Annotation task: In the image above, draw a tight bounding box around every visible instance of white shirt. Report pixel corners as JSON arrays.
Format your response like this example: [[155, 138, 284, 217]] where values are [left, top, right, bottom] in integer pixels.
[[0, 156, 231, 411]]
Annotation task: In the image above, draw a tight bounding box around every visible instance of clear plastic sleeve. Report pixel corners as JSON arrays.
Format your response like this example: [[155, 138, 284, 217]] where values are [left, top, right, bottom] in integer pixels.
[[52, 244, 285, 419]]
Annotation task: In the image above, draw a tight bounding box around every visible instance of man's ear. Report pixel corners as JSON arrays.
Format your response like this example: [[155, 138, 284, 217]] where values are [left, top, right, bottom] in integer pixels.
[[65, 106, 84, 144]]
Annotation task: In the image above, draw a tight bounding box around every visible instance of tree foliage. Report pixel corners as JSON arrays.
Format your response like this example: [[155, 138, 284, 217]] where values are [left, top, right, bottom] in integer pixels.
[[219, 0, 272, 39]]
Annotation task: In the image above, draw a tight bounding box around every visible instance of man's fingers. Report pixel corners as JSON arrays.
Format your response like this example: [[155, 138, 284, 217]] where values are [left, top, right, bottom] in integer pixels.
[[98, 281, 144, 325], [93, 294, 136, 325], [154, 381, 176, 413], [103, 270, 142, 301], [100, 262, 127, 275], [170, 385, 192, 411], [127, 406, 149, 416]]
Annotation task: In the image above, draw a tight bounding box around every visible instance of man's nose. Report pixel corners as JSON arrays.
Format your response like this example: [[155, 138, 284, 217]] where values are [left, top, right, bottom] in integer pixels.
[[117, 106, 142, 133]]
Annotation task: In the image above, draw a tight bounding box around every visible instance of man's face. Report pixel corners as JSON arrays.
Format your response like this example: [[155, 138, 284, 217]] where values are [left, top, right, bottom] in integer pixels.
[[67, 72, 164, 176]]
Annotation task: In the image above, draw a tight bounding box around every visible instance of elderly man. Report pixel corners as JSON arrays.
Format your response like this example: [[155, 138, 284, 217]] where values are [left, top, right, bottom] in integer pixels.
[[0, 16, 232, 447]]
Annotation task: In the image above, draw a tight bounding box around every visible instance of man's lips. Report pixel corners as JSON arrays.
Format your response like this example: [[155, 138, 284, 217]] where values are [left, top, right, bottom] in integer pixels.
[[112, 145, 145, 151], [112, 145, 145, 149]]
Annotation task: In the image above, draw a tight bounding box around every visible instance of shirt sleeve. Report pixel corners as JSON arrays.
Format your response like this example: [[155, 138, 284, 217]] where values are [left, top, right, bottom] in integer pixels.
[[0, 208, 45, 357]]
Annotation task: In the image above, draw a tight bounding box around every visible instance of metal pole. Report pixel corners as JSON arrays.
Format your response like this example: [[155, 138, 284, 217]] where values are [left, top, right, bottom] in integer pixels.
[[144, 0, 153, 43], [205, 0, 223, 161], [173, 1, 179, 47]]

What is being asked → Copy all of the material above line for line, with every character unchanged.

Finished exercise →
Annotation task: In the image above, draw a tight bounding box around every visible instance of white shirt. Report pixel corners as JSON arrays.
Format your response like this example: [[155, 138, 284, 217]] where values are [left, top, right, bottom] in integer pixels.
[[0, 156, 231, 411]]
Annotation task: In the image above, draw a tight bounding box around every visible instance of clear plastic sleeve. Report pixel corners as JSON arrays.
Format your response like this example: [[155, 138, 284, 217]] where values are [left, top, right, bottom] in integer pixels.
[[52, 244, 285, 419]]
Annotation task: In the image above, draw a tight bounding box around every visible instance of man's ear. Report pixel corners as JSON arrays.
Format your response like this example: [[155, 138, 284, 217]] where values are [left, top, right, bottom] in integer pixels.
[[65, 106, 84, 144]]
Annotation task: In the image above, draw a tight bounding box around every visible instance of tree foliage. Report pixel corners as JSON arrays.
Format your response like this example: [[155, 138, 284, 217]] where values are [left, top, right, bottom] in integer pixels.
[[219, 0, 272, 39]]
Annotation task: In the image above, draw a tight bounding box around every visible instance of man's fingers. Report pixel corners as JSON arrays.
Format your response like this example: [[155, 138, 284, 217]] where values are [left, top, right, bottom] in integer pixels.
[[98, 281, 144, 325], [93, 294, 136, 325], [154, 381, 176, 413], [103, 270, 142, 301], [100, 262, 127, 275], [170, 385, 192, 411], [127, 406, 149, 416]]
Annotation task: In the image above, draw a tight bounding box around every visible instance of man's nose. Report pixel corners as JSON arrays.
Format your response like this example: [[155, 138, 284, 217]] where values are [left, top, right, bottom] in integer pixels.
[[117, 106, 142, 133]]
Annotation task: In the image above, draw a tight bounding box around every visible instance of man's face. Report pixel corners as JSON arrays.
Format your response like this example: [[155, 138, 284, 217]] where values are [left, top, right, bottom] in integer pixels.
[[67, 72, 164, 176]]
Annotation task: In the image above, draw a tight bounding box around every visible instance of elderly man. Report pixel corners as JSON arrays.
Format your response like this example: [[155, 138, 284, 217]] where values are [left, top, right, bottom] in integer pixels.
[[0, 16, 232, 447]]
Annotation task: In the image above, draw a tight bounding box around every visible instance of man's lips. Report pixel corners as JSON arrays.
Format your response like this example: [[155, 138, 284, 217]] where values are [left, top, right, bottom] in integer pixels.
[[112, 145, 145, 151], [112, 145, 145, 149]]
Annotation task: In the image above, draw a tight bounding box around every visible instance of shirt sleeve. Report pixel corners as JSON arrays.
Format your response like this example: [[155, 138, 284, 217]] where values are [left, top, right, bottom] in integer pixels.
[[0, 208, 45, 357]]
Annotation task: In the image above, draw a tight bounding box around every visible instance of metal pole. Report pixel corners as JSON arrays.
Format your response like this example: [[155, 138, 284, 217]] where values are [left, top, right, bottom] in integer pixels.
[[144, 0, 153, 43], [205, 0, 223, 161], [173, 1, 179, 47]]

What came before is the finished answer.